Page extract:
Randall Bell (born 1959), is a socio-economist, real estate economist and appraiser, expert witness, and author based in Los Angeles, California known for dealing with stigmatized property. Bell is an expert on real estate damages, who authored a highly-referenced textbook on the subject, and was called "Dr. Disaster" by The Wall Street Journal.  Bell's notable cases include: Nicole Brown Simpson's Los Angeles condominium, the mansion where 39 Heaven's Gate members died of suicide, the JonBenét Ramsey's house in Colorado, the World Trade Center site, and properties damaged in the Rodney King riots and by Hurricane Katrina.

Early life and education
Bell grew up in Fullerton, California as the son of an engineer and homemaker, and attended Troy High School. He has an MBA from UCLA. He received his doctoral degree from Fielding Graduate University in Santa Barbara, California, with a dissertation on the socioeconomic reasoning of Hurricane Katrina survivors.

Information shown:
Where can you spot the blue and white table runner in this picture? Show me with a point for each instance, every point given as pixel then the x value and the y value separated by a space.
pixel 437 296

Instruction 1: According to the Randall Bell biography, what nickname did The Wall Street Journal give him?
Instruction 2: Continue the Randall Bell biography from the point where it stops.
The data is not needed for this work.

Exercise result 1: "Dr. Disaster"

Exercise result 2:
Career
Bell began working on appraisals of environmental and asbestos damage in the 1980s. He has also assessed Chinese drywall and sink holes. In 1992, Bell assessed the damages of the Rodney King riots in Los Angeles. After the riots, he decided to focus only on damaged properties. Also in 1992, Bell created the Bell Chart, a rating system that categorizes the 10 types of detrimental conditions and their corresponding economic damages of properties. The system ranks properties from class 1 (no detrimental effects) to class 10 (an incurable condition). In 1994, he began assessing stigmatized properties such as the damages of the Northridge earthquake and wildfires in Malibu, California. In 1997, he became the national director of the Real Estate Damages practice of Price Waterhouse. He left the firm in 1999, and co-founded Bell Anderson & Sanders with two partners. He is presently CEO of Landmark Research Group.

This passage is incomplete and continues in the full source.